## Goal of the exercise
Copy the material word for word, from the line containing "Can you see the overcast" through the line containing "column 627, row 143", inclusive.

========

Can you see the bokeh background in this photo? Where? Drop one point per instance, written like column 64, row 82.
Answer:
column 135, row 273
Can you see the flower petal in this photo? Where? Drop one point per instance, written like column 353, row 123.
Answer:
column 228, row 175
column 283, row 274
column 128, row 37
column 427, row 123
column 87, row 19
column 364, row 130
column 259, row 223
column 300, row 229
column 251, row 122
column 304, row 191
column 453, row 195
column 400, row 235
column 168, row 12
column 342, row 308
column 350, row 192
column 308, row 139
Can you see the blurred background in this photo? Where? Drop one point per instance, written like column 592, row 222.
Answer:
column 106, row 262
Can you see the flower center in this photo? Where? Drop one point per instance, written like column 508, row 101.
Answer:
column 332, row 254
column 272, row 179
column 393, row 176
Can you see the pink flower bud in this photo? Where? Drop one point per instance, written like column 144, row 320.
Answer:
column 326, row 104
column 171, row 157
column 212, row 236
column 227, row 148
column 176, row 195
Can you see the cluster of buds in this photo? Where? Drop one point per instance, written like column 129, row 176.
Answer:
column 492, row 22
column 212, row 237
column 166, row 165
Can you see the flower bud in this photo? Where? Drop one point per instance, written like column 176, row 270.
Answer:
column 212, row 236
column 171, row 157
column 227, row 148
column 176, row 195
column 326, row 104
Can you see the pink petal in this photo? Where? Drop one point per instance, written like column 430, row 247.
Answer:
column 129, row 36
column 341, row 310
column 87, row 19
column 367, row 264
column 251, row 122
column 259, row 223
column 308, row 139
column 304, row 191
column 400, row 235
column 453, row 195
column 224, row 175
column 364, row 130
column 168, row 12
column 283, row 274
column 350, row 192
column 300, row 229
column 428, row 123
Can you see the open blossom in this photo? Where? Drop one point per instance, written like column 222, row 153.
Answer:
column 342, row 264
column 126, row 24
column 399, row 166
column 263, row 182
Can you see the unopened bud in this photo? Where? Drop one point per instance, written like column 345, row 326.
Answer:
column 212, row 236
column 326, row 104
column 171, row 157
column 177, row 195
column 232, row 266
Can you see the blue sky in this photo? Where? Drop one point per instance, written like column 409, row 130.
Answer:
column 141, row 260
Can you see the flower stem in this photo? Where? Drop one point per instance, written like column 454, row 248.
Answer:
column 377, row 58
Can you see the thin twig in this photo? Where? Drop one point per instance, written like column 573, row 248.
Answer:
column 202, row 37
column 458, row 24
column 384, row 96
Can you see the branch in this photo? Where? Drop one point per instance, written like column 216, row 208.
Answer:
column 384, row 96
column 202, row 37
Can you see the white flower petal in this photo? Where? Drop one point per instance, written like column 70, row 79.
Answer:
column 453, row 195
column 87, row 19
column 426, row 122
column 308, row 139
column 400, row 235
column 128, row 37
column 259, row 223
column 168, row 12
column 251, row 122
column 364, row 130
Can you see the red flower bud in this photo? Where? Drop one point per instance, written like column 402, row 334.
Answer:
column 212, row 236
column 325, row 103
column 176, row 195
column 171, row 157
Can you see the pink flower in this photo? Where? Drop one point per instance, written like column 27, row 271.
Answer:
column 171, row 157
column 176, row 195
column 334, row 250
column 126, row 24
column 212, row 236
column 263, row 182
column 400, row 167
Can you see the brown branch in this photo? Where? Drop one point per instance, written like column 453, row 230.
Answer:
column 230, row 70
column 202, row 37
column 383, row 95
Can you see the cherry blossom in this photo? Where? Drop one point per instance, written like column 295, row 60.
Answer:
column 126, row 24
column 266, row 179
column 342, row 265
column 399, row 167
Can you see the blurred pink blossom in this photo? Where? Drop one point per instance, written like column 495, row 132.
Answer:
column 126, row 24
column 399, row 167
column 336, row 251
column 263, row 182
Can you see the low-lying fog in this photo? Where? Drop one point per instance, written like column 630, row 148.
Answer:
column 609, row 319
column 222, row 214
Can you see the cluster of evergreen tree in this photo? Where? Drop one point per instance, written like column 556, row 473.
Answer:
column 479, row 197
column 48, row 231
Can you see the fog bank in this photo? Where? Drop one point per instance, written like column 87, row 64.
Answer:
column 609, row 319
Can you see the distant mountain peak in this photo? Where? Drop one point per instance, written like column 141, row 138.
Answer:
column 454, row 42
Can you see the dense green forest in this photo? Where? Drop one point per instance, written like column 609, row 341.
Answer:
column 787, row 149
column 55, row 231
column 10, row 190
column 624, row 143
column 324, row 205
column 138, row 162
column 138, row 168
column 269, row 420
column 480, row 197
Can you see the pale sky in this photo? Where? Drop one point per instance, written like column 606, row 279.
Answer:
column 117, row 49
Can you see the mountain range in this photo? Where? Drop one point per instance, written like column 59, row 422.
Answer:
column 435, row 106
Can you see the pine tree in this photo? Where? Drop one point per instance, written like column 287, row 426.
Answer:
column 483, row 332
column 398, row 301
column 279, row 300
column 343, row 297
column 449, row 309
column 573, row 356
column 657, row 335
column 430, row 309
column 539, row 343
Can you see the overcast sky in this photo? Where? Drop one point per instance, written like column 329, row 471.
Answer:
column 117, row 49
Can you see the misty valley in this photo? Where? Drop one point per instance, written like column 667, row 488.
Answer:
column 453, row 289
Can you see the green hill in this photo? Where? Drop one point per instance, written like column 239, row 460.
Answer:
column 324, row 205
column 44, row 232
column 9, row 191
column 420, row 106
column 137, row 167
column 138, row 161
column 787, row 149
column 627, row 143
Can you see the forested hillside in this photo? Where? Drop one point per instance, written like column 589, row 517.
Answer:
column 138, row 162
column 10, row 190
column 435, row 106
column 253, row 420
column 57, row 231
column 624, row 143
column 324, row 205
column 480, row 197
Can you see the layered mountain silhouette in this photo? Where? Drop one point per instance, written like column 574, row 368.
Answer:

========

## Solution for this exercise
Can you see the overcast sky in this photo? Where? Drop one point per instance, written like column 329, row 471.
Answer:
column 117, row 49
Can you see the misty valley in this photo? Where? Drop one point per instance, written like column 667, row 488.
Answer:
column 453, row 289
Can you see the green hill in this photo? Where? Drop one point per instance, written like column 239, row 460.
Answer:
column 324, row 205
column 44, row 232
column 9, row 191
column 420, row 106
column 137, row 167
column 138, row 161
column 787, row 149
column 627, row 143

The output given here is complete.